#### [Exercise brief]
Extract every row below that contains the string "lock", and copy each one in full.

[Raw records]
_____

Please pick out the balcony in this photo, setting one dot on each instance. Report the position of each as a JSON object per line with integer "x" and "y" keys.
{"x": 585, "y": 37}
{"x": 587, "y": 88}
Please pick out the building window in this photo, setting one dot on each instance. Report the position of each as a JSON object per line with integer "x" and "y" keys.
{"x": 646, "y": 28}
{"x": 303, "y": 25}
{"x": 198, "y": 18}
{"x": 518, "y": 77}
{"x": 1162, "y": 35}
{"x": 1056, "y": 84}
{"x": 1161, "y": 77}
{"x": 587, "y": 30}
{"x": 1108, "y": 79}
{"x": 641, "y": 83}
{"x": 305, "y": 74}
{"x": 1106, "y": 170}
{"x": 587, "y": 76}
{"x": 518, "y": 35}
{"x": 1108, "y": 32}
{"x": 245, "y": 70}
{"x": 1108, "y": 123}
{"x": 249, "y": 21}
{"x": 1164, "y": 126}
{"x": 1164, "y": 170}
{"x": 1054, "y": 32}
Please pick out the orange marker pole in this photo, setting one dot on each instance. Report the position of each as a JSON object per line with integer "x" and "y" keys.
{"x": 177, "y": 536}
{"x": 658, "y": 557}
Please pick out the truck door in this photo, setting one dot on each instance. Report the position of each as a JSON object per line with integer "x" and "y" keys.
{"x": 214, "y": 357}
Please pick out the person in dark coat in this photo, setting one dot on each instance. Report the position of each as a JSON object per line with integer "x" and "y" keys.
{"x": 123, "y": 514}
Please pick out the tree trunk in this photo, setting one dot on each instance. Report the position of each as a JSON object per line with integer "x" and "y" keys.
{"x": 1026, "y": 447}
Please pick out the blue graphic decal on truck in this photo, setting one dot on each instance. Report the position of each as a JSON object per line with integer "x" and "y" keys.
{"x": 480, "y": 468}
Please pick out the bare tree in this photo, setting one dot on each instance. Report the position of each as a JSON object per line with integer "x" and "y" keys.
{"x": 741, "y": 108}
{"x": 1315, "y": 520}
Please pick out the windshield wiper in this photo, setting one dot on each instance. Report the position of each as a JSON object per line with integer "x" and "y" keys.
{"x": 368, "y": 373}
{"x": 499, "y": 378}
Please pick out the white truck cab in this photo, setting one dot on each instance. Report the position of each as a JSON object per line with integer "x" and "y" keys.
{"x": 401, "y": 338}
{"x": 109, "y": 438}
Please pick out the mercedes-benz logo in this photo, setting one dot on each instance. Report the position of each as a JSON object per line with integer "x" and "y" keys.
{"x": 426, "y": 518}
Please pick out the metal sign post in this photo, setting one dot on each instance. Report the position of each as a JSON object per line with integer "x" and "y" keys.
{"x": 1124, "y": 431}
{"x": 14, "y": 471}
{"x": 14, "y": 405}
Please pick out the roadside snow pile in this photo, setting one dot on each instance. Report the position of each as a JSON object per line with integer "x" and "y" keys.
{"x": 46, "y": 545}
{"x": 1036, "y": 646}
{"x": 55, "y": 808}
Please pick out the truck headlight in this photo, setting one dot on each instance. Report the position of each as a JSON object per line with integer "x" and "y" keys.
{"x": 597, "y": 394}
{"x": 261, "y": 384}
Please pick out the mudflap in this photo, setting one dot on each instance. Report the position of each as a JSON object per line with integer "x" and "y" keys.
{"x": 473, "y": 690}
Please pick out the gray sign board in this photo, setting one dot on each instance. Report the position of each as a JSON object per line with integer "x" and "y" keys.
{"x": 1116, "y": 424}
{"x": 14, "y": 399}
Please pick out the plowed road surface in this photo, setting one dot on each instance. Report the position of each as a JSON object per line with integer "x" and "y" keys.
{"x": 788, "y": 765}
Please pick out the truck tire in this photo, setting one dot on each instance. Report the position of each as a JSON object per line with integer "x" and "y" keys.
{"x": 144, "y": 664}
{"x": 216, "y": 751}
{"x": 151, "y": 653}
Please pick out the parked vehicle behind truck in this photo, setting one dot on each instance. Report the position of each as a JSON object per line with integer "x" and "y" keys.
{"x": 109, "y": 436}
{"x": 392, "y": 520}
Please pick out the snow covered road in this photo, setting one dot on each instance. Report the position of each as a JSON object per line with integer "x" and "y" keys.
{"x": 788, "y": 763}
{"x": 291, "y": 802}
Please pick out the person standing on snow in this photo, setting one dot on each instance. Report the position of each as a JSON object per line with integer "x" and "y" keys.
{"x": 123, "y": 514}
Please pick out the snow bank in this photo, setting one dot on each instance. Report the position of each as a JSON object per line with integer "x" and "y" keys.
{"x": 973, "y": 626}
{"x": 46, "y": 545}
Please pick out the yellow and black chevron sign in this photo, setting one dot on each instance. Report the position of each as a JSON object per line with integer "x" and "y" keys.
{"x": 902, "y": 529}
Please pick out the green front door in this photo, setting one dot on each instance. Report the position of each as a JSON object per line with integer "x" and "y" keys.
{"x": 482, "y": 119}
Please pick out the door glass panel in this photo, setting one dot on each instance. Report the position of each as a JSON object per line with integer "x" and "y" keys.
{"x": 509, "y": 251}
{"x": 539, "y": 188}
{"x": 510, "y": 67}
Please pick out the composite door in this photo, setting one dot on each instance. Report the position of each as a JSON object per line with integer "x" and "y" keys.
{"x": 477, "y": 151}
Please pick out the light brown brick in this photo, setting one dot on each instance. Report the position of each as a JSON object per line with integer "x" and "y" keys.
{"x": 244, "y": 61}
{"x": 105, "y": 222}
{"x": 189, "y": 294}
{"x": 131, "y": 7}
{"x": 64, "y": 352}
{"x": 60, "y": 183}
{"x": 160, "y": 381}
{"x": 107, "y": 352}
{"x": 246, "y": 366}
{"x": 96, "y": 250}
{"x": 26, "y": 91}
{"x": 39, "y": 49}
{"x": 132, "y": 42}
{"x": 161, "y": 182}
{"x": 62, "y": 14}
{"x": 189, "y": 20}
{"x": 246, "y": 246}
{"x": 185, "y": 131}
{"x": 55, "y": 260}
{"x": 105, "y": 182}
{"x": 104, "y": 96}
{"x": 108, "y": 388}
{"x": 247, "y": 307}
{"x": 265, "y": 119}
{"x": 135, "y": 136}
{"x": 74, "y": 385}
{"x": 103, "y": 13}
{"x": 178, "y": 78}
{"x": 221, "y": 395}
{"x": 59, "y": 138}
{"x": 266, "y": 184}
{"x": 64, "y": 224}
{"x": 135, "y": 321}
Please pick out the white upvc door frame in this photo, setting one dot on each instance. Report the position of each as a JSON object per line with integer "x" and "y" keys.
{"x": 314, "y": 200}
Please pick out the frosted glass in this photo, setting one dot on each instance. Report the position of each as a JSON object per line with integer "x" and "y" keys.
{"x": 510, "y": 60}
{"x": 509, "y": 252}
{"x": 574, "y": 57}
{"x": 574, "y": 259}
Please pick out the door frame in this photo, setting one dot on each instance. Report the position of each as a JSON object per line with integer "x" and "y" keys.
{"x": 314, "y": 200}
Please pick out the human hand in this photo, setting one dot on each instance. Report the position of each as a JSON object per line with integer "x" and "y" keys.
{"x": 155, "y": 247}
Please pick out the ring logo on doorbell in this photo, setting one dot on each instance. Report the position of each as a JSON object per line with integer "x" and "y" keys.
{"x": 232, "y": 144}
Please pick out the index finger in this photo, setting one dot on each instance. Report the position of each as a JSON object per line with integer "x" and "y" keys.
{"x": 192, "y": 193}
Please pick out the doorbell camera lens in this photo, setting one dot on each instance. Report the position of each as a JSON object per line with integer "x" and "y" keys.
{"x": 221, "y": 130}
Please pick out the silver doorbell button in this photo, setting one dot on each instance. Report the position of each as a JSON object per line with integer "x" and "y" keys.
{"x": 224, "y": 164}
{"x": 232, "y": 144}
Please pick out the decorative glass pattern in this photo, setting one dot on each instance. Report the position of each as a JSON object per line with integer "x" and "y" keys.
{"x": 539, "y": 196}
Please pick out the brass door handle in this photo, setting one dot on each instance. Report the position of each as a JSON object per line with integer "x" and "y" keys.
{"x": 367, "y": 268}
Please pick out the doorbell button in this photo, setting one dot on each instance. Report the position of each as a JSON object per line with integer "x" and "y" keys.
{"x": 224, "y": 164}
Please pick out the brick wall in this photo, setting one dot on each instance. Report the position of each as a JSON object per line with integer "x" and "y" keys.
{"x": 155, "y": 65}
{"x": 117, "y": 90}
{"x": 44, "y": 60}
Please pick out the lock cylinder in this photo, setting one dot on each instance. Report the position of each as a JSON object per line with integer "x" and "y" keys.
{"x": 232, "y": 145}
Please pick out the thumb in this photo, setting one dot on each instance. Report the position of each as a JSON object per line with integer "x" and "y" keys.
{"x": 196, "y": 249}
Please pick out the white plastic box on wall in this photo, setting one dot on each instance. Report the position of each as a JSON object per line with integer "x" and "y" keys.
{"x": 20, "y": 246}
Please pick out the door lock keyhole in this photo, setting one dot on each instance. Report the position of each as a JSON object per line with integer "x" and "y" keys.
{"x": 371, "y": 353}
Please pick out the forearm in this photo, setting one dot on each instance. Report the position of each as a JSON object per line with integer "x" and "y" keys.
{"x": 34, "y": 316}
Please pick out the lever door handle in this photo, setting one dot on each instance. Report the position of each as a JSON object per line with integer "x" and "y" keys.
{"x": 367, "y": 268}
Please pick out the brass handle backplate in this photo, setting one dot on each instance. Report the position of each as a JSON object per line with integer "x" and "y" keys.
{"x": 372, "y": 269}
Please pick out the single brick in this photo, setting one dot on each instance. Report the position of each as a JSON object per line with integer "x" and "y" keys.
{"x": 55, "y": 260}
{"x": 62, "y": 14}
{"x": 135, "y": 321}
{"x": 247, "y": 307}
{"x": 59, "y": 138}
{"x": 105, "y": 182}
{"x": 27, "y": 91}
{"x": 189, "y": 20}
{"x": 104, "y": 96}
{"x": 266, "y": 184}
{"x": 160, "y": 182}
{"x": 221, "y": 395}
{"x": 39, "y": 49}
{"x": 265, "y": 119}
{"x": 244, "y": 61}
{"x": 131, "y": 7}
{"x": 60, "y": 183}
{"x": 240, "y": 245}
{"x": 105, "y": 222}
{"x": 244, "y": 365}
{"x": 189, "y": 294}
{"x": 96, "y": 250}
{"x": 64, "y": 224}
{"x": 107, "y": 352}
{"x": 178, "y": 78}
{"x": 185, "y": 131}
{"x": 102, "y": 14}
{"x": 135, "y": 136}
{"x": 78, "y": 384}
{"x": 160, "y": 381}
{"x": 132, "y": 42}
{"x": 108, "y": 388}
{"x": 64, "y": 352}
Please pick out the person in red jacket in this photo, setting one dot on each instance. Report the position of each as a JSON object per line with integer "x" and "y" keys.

_____

#### [The result]
Please pick out the lock cylinder in this photo, setting one dot on each instance. Report the position of each as a JSON object per line with integer "x" and "y" keys.
Please pick out the door lock keyhole in this photo, setting one dot on each instance. Report the position of each as a JSON object per line with integer "x" and "y" keys.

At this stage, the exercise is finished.